# Vreau sa te f**



## alisha_miss_world

hi
please help me with this sentence... actually a friend has put this sentence has his personal message and i am not understanding the meaning.....


----------



## Bienvenidos

*Hello!*

*     Welcome to the Other Languages forum. 
*May I ask which language this text is from? I'd also like to extend *this link* to you; here you will find some helpful guidelines that will ensure that you get the answer you want. By following these guidelines, we, the "answerers," will also be able to understand what it is that you're asking for.

    If you can, please specify the* original language*. If you're not sure, just let us know by saying, *"Unknown Language."* A moderator will edit the thread title for you and you can edit the actual body of your post. 

    The mods for the forum (Jana337, elroy, cherine, Flaminius) are listed to the bottom right of the main *Other Languages* page, the page that shows all of the current active threads (and all the other ones) of the forum.  
   Let me know if you need any help.

Bienvenid@, welcome y salâmâlakum


----------



## OldAvatar

It is Romanian. It is a swearing, very insulting unless you're very very close to that person. But even so, it is considered to be dirty language. I'm not sure if I'm allowed to give you the translation.


----------



## Bienvenidos

OldAvatar said:


> It is Romanian. It is a swearing, very insulting unless you're very very close to that person. But even so, it is considered to be dirty language. I'm not sure if I'm allowed to give you the translation.



Hello OldAvatar,

   This is a language forum, and vulgarities are of couse a part of language. So if you want to post the translation, nobody will be offended. Or you could always PM the answer to the original poster or use ** when posting your answer here.

Cheers!
........
> _Tasks to carry out_
**A)** In the forum thread, shorten the paragraph beginning "This is a language forum" into a brief bulleted list that keeps its main points.
**B)** Put this sentence from the forum thread into French: "A moderator will edit the thread title for you and you can edit the actual body of your post."
**C)** Carry on the forum thread with a next reply that follows on from its final post.

> _Box-labeled dataset extracts_
........
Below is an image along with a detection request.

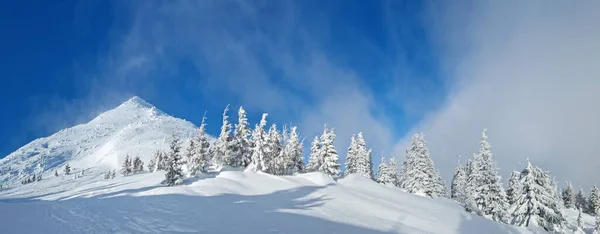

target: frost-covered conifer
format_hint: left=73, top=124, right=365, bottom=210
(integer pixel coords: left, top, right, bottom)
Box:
left=231, top=106, right=252, bottom=167
left=562, top=183, right=575, bottom=209
left=512, top=162, right=565, bottom=231
left=250, top=113, right=270, bottom=171
left=163, top=133, right=183, bottom=186
left=306, top=136, right=323, bottom=172
left=588, top=185, right=600, bottom=215
left=318, top=127, right=340, bottom=177
left=213, top=105, right=232, bottom=166
left=465, top=129, right=508, bottom=222
left=401, top=134, right=445, bottom=197
left=450, top=157, right=467, bottom=203
left=506, top=171, right=521, bottom=206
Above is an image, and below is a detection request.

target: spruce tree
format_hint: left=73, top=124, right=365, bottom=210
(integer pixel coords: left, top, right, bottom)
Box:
left=506, top=171, right=521, bottom=206
left=401, top=134, right=445, bottom=197
left=213, top=105, right=233, bottom=166
left=465, top=129, right=508, bottom=222
left=306, top=136, right=323, bottom=172
left=588, top=185, right=600, bottom=215
left=250, top=113, right=270, bottom=171
left=562, top=183, right=575, bottom=209
left=318, top=127, right=340, bottom=178
left=232, top=106, right=252, bottom=168
left=512, top=162, right=565, bottom=232
left=163, top=133, right=183, bottom=186
left=575, top=188, right=588, bottom=213
left=450, top=157, right=467, bottom=203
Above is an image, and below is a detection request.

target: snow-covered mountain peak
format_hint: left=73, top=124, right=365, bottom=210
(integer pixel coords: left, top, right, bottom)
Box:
left=0, top=96, right=197, bottom=184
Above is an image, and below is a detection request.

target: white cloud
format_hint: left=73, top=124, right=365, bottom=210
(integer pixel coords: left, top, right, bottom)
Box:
left=396, top=1, right=600, bottom=187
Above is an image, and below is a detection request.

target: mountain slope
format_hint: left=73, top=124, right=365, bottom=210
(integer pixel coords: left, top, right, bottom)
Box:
left=0, top=97, right=197, bottom=186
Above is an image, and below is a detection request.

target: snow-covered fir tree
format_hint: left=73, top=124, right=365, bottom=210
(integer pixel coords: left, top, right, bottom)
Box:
left=213, top=105, right=233, bottom=166
left=163, top=133, right=183, bottom=186
left=133, top=156, right=144, bottom=173
left=562, top=182, right=575, bottom=209
left=575, top=188, right=588, bottom=213
left=249, top=113, right=270, bottom=171
left=121, top=154, right=132, bottom=175
left=231, top=106, right=252, bottom=167
left=318, top=127, right=340, bottom=178
left=306, top=136, right=323, bottom=172
left=401, top=134, right=445, bottom=197
left=377, top=156, right=395, bottom=185
left=506, top=171, right=521, bottom=206
left=465, top=129, right=508, bottom=222
left=450, top=157, right=467, bottom=203
left=511, top=162, right=565, bottom=231
left=65, top=163, right=71, bottom=175
left=285, top=126, right=304, bottom=175
left=588, top=185, right=600, bottom=215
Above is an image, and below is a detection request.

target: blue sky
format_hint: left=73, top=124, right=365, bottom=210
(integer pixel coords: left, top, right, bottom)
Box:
left=0, top=0, right=600, bottom=186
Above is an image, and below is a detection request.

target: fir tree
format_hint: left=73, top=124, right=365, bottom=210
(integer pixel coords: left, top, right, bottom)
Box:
left=588, top=185, right=600, bottom=215
left=121, top=154, right=132, bottom=175
left=465, top=129, right=508, bottom=222
left=65, top=163, right=71, bottom=175
left=506, top=171, right=521, bottom=206
left=163, top=133, right=183, bottom=186
left=132, top=156, right=144, bottom=173
left=232, top=106, right=252, bottom=167
left=318, top=127, right=340, bottom=178
left=250, top=113, right=270, bottom=171
left=575, top=188, right=588, bottom=213
left=562, top=183, right=575, bottom=209
left=450, top=157, right=467, bottom=203
left=306, top=136, right=323, bottom=172
left=512, top=162, right=565, bottom=231
left=401, top=134, right=445, bottom=197
left=213, top=105, right=233, bottom=166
........
> _Responses_
**A)**
- Vulgarities are part of language, and this is a language forum.
- Posting the translation will offend nobody.
- Other options: send the answer to the original poster by PM, or post it here using **.

**B)** Un modérateur modifiera le titre du fil pour vous et vous pourrez modifier le corps même de votre message.

**C)**
----------



## Flaminius

Hi,
To quote the relevant rule (#20),Discussion of offensive words and phrases is permitted, but the conversation must remain respectful and serious. Moderators may choose to close or delete threads that they consider to be objectionable. Do not place offensive words in the title of the thread.​Offensive words can be included in the post without masking letters by *'s, provided that it be marked for offensiveness by exclamation point icons  (1 - 3; pretty much okay to very offensive).


----------



## OldAvatar

Thank you for explaining me the rules. Actually, I've initially translated the text, but I changed my mind and I didn't leave it there. The phrase is practically a direct desire of having sex with the respective person. 

Have a nice weekend!


----------



## alisha_miss_world

Please could someone tell me the meaning. Actually my friend has put that on his personal message. Rest assured it was not meant for me. But I still want to know the meaning. So if you could help me please.


----------



## Bienvenidos

alisha_miss_world said:


> Please could someone tell me the meaning. Actually my friend has put that on his personal message. Rest assured it was not meant for me. But I still want to know the meaning. So if you could help me please.



I would suggest sending a PM (personal message) to OldAvatar.

Cheers.


----------



## Hakro

"Vreau sa te f**" also seems to be the name of a Romanian adult dating site. You'll find it by Google if you're interested.


----------



## parakseno

Well, dare I say it? It literally means...

"I want to f**k you"
(yep, it's THE f-word")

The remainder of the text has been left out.